Rewrite every line of the listing from the line that has "blade shown above." through the line that has "x=254, y=245", keeping the request lines unchanged. Scale each x and y pin coordinate in the answers by 1.1, rounding to whole numbers with halves going up.

*Data provided*.
○ ○ ○ ○

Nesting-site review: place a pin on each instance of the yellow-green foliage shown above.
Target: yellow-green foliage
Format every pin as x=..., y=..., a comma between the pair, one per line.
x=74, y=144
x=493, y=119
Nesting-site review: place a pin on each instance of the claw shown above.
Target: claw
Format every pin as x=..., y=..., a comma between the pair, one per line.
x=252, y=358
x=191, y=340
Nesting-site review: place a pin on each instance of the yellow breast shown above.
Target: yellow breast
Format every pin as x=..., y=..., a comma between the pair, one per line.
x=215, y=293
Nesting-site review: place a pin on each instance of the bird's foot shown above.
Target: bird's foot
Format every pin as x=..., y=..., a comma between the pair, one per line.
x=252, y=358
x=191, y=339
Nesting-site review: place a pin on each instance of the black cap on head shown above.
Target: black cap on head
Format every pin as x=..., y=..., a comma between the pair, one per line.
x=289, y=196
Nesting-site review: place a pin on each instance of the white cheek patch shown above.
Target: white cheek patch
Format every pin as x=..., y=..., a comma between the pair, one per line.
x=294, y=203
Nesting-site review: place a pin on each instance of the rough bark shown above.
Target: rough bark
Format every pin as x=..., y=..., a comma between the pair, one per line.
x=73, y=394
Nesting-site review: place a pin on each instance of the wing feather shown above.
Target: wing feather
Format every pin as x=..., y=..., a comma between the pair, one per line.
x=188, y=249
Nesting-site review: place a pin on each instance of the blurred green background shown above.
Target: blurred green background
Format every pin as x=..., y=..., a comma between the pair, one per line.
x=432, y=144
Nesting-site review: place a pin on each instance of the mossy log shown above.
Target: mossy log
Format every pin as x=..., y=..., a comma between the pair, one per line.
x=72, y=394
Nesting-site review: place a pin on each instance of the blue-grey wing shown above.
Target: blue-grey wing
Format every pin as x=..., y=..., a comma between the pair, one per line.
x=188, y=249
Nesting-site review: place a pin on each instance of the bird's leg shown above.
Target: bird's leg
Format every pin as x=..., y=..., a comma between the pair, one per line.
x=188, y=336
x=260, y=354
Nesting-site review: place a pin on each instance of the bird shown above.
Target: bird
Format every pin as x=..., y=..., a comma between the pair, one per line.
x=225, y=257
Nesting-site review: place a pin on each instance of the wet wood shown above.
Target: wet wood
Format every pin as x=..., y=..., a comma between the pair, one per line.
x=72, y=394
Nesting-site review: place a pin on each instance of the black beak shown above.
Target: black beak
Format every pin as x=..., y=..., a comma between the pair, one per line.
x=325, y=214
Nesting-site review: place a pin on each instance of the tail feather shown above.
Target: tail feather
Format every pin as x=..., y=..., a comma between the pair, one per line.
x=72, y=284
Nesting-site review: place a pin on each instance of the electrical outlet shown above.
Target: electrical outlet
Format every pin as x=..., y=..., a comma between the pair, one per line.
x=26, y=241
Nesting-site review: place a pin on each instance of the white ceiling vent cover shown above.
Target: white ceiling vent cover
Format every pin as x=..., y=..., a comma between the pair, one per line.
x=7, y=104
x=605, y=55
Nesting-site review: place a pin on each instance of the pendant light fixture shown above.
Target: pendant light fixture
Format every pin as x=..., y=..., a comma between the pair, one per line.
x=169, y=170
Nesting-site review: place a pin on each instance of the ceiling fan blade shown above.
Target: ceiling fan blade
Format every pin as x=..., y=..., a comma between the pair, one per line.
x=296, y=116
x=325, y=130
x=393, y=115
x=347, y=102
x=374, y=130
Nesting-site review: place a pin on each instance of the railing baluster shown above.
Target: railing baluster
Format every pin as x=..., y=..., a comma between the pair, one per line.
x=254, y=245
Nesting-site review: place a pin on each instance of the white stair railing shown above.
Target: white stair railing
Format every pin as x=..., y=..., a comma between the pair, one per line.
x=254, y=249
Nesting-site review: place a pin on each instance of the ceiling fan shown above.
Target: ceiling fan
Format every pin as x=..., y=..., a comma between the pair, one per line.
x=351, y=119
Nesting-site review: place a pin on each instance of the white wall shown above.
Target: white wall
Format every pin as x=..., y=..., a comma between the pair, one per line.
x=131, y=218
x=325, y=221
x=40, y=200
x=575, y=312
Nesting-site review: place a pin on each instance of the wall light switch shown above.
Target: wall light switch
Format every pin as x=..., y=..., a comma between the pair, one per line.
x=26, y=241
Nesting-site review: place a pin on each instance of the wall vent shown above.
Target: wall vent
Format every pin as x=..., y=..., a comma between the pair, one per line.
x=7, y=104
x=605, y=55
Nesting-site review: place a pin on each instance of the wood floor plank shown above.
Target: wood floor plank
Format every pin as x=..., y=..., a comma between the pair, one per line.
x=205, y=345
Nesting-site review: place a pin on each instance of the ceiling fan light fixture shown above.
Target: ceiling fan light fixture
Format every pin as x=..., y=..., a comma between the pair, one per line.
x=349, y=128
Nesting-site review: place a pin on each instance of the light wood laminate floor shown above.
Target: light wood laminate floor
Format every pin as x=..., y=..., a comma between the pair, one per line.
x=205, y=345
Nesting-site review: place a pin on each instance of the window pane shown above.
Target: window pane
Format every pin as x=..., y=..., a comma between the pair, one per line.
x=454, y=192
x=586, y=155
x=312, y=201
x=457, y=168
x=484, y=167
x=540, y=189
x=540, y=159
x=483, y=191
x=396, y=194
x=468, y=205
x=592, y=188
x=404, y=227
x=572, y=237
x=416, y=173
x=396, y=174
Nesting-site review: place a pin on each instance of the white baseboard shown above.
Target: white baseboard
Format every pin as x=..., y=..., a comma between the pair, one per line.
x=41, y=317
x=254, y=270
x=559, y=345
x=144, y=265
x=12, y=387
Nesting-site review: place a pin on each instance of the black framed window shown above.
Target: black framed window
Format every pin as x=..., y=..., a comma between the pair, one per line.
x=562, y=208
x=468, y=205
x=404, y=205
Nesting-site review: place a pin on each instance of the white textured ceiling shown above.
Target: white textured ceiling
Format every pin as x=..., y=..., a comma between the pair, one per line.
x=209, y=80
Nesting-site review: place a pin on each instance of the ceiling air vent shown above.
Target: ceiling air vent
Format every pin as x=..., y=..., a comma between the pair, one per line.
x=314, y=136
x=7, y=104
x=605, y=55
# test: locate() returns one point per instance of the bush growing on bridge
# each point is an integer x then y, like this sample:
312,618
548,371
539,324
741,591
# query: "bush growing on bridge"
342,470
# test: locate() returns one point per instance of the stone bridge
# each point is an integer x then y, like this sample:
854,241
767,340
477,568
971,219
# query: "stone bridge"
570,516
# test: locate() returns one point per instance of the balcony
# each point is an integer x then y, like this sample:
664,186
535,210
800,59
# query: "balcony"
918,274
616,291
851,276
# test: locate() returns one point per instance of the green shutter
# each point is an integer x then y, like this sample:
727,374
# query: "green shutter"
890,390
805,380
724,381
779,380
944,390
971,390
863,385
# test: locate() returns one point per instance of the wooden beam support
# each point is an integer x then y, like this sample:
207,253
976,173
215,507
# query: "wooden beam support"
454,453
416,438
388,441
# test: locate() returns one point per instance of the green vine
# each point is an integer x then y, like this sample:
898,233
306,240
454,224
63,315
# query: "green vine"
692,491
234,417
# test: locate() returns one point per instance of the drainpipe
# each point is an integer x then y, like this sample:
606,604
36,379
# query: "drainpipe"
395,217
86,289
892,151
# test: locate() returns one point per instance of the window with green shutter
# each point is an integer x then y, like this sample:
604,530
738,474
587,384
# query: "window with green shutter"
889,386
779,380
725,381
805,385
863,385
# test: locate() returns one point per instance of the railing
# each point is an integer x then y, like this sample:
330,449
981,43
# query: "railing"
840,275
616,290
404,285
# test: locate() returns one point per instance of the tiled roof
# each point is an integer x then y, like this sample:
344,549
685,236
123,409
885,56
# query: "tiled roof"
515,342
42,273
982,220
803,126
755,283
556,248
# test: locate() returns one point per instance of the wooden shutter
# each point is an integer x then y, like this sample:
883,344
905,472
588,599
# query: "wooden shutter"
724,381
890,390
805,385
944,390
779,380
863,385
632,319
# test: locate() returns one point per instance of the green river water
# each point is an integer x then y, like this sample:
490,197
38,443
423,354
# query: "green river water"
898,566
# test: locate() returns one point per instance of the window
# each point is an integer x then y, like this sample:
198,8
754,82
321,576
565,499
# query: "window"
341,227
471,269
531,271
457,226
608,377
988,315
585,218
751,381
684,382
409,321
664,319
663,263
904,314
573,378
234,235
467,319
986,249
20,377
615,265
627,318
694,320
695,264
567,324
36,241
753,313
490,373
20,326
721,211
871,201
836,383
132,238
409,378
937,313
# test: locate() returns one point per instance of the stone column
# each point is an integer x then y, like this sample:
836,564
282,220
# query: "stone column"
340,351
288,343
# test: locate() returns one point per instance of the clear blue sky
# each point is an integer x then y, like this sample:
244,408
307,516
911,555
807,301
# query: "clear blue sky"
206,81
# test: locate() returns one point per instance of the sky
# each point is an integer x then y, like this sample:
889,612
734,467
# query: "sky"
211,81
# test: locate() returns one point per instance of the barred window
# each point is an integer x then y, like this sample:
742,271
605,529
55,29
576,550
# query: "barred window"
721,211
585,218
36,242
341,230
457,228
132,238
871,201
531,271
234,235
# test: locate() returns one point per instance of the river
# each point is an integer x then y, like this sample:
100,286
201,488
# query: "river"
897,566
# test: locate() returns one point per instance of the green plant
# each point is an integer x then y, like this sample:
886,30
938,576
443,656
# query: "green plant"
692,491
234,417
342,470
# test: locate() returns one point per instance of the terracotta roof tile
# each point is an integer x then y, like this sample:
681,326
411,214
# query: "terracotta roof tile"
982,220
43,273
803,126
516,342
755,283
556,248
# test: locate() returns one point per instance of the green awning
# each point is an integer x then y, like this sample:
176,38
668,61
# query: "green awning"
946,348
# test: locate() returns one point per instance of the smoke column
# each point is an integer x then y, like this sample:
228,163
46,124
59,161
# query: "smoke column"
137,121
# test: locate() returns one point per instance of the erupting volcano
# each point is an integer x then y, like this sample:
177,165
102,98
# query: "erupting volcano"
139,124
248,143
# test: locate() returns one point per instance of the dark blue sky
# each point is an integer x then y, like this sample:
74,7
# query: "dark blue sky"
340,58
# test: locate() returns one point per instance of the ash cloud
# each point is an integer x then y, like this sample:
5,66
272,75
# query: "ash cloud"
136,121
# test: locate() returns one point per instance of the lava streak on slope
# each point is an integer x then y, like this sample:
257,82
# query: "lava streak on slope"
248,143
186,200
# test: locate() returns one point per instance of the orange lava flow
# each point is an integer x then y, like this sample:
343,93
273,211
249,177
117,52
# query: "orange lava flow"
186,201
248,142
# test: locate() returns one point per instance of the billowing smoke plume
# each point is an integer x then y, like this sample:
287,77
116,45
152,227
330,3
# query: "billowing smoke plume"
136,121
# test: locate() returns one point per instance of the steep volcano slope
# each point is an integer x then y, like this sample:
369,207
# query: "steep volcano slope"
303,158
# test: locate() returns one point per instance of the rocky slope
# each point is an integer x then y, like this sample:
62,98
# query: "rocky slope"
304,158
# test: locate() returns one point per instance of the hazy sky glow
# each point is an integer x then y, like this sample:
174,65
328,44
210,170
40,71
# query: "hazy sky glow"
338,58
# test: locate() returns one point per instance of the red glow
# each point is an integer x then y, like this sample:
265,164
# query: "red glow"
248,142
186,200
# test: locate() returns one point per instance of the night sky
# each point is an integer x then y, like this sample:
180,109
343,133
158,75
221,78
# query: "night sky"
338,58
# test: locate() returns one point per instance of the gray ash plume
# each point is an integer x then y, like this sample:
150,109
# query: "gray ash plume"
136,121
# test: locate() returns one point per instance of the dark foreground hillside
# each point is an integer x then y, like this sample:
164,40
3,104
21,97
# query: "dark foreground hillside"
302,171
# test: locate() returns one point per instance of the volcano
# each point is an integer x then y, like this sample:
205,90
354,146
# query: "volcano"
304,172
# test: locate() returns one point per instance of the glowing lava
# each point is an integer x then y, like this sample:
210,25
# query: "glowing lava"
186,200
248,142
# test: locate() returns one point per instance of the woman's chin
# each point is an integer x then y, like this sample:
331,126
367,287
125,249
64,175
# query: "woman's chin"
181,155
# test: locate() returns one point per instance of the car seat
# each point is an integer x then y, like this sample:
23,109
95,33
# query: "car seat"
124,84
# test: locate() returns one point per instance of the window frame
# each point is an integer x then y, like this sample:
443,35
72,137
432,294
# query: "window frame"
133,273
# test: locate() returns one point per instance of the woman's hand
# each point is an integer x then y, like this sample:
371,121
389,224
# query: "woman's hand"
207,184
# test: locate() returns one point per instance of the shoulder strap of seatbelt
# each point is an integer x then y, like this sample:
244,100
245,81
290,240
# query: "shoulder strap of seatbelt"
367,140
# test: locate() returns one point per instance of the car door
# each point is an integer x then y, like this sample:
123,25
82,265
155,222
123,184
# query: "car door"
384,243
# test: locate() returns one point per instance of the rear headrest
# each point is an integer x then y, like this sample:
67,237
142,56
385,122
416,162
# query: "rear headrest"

○ ○ ○ ○

*Finished exercise*.
Nesting-site review: place a pin on each instance of the ceiling fan blade shown above.
Target: ceiling fan blade
Format every pin as x=..., y=..., a comma between the pair, one per line.
x=326, y=128
x=358, y=143
x=432, y=127
x=382, y=112
x=411, y=143
Nesting-site review: place a pin on each instance of the railing baluster shown above.
Target: railing baluster
Format every pin as x=..., y=..., a comma between the pair, one per line.
x=279, y=270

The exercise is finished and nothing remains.